Reading passage:
☆ ☆ ☆ ☆ ☆ ☆ ☆
The 1901 census shows the family at Oxenholme Terrace, Ulverston; young JFB was 19 and like his father he too was a stone mason. George, 17, was following the same trade in the quarries/mines of the Coniston area of Cumbria.

During the years 1901-08 JFB worked at Ampleforth College and at the new cathedral, St Peters, in Liverpool where building started in 1906. He married his wife Margaret in 1903: George emigrated to Canada.

By 1908 JFB, a journeyman stone mason, his wife and three children were living at 60 Vienna Road in Stockport and he had started to keep an official logbook of all work undertaken. This included 1909 – Greek Street High School for Girls, Stockport, 1911- Pearl Life Assurance new offices in Leeds. More than 100 years later this building is now grade 2 listed and has been turned into luxury city centre apartments.
☆ ☆ ☆ ☆ ☆ ☆ ☆
Record set:
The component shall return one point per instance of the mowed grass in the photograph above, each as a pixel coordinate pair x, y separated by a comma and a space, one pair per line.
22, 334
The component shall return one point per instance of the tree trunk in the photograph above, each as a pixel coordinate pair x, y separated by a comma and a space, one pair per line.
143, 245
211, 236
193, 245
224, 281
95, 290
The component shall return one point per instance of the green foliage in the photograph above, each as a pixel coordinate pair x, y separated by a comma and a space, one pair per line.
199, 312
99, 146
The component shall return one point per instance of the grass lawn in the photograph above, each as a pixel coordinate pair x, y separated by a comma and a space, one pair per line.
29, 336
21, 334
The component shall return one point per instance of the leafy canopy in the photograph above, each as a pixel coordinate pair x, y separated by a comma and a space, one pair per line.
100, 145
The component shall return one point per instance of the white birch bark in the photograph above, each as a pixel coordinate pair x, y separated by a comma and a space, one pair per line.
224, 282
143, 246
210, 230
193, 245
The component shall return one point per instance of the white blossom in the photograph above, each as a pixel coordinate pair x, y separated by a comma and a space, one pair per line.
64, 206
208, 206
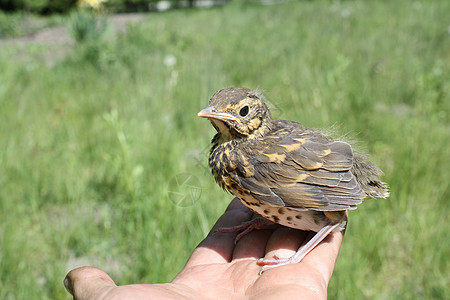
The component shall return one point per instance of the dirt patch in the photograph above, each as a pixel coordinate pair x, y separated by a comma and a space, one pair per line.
58, 41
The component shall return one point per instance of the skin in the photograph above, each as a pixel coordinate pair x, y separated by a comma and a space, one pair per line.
220, 269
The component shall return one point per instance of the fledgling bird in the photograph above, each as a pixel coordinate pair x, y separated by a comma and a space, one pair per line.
285, 172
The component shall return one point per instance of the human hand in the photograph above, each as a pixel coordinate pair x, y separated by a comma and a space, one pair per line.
220, 269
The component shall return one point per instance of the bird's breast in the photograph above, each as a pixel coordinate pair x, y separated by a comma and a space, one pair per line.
298, 219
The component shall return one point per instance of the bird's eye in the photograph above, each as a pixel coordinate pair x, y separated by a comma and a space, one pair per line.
244, 111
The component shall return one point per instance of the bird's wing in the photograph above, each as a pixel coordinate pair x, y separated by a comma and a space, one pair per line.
302, 171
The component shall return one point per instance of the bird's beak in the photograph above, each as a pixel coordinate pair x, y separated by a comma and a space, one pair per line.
211, 113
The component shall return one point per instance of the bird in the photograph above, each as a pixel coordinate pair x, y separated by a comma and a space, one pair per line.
286, 173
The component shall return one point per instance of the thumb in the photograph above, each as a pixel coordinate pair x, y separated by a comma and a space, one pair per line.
88, 283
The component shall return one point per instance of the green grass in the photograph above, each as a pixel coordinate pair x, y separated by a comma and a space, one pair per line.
90, 145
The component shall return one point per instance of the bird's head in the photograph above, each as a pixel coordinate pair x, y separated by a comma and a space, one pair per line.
238, 112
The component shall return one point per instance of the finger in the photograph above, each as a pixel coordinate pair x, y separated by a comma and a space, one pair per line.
88, 283
284, 242
323, 257
252, 245
218, 248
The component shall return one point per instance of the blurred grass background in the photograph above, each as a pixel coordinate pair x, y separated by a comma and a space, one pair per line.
92, 144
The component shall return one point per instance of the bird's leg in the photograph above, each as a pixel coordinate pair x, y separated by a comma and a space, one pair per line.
301, 252
247, 227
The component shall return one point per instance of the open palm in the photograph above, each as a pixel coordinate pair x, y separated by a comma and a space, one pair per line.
220, 269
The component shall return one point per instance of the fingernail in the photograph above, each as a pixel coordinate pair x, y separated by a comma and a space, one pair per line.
68, 285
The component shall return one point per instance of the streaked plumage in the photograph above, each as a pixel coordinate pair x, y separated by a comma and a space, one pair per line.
289, 174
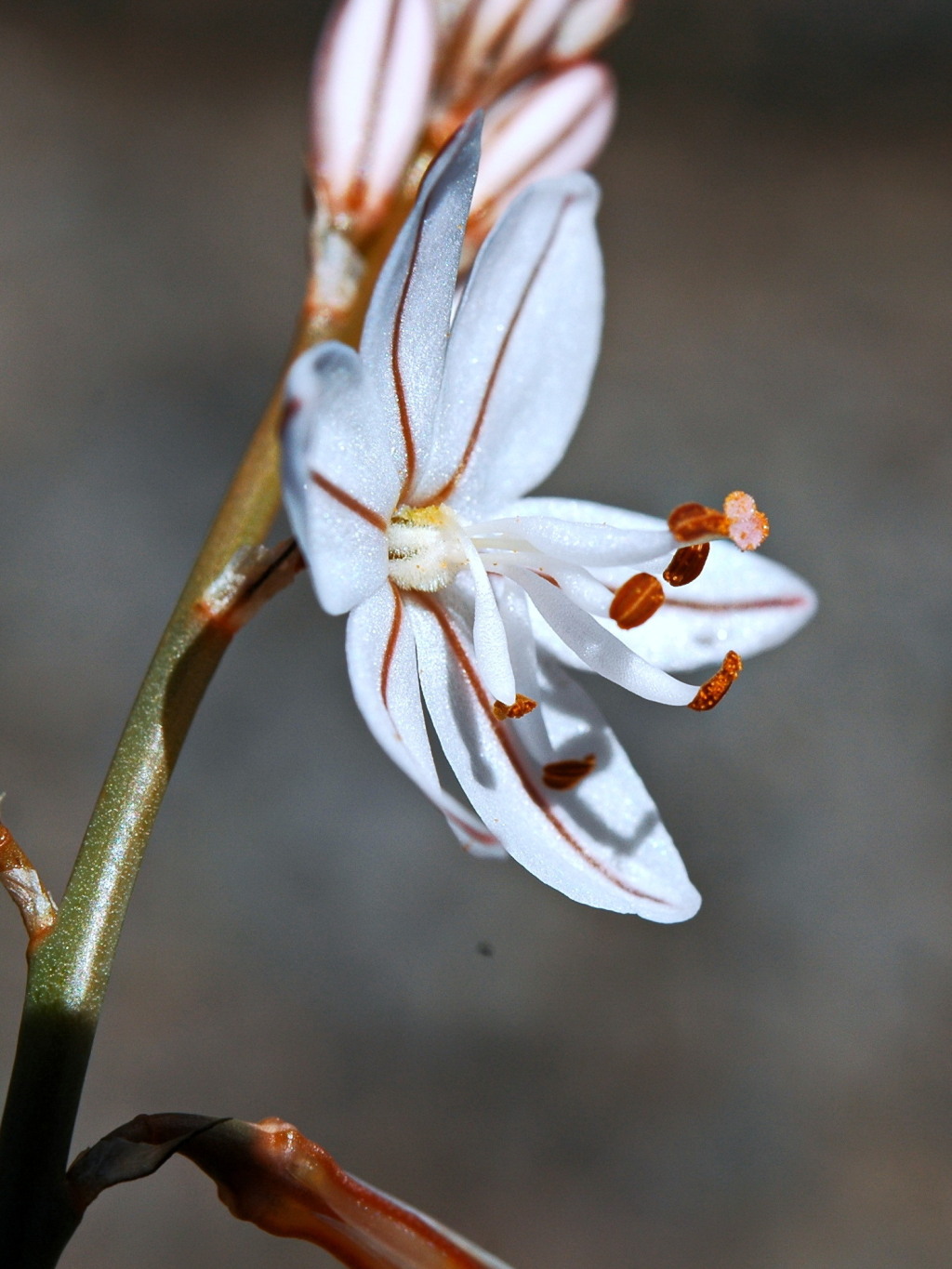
☆ ☆ ☆ ☆ ☆ ☆ ☆
Work task 1:
Answer these questions from the stone mason passage:
(a) How old was George at the time of the 1901 census?
(b) In what year did JFB marry Margaret?
(c) At what address were JFB and his family living by 1908?
Work task 2:
Reproduce word for word the part of the stone mason passage starting at "The 1901 census" and ending at "emigrated to Canada.".
Work task 3:
Resume the stone mason passage after its last sentence.
The records have no connection to the stone mason passage.

Written reply 1:
(a) 17
(b) 1903
(c) 60 Vienna Road in Stockport

Written reply 2:
The 1901 census shows the family at Oxenholme Terrace, Ulverston; young JFB was 19 and like his father he too was a stone mason. George, 17, was following the same trade in the quarries/mines of the Coniston area of Cumbria.

During the years 1901-08 JFB worked at Ampleforth College and at the new cathedral, St Peters, in Liverpool where building started in 1906. He married his wife Margaret in 1903: George emigrated to Canada.

Written reply 3:
Pearl Assurance Building, The Headrow

Beckett Park College, detail of the springer from JFB’s workbook

JFB’s next employment was in Headingley, at Beckett Park where a teacher training college was being built. It opened in 1913 but in 1914, the college was commandeered and converted into a military hospital designated the 2nd Northern General Hospital for the duration of WW1 and beyond. It finally reverted to its original purpose in 1924. It is now Leeds Beckett University.

For his part in WW1 JFB was conscripted in 1916 aged 34. By now he had six children and he wrote to each of them individually when he could find the time. In May 1918 he was captured by the Germans and spent the final five months of the war in a POW camp near Wesel in Germany.

After the war ended JFB returned to Leeds and amongst his varied work he built war memorials at Armley Park, Headingley and Lawnswood Cemetery. This rather unique photo shows him standing on the left of the platform wearing a trilby. He had designed the scaffolding himself and it was more robust than it looks!

In the mid-1920s he became Clerk of Works for Leeds City Council and oversaw the building of Bentley Lane lower and upper schools, Middleton Primary School, Lawnswood High School (the original version), and Leeds Modern School at Roundhay.

 

John F Bradley died in 1944 from silicosis, most likely as a result of breathing in the fine dust whilst stone cutting.

He was cremated at Lawnswood and his ashes were scattered in the area of the War Memorial which he had built. His memorial stone is on the wall of the Columbarium.